◆ **Stored rows**
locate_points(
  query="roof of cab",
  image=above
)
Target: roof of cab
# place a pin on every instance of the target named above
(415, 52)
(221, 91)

◆ **Stated problem**
Return every line of the listing above without changing anything and in the same order.

◆ **Solution to this problem**
locate_points(
  query="roof of cab",
  image=above
)
Target: roof of cab
# place a pin on every instance of the target named above
(415, 52)
(221, 91)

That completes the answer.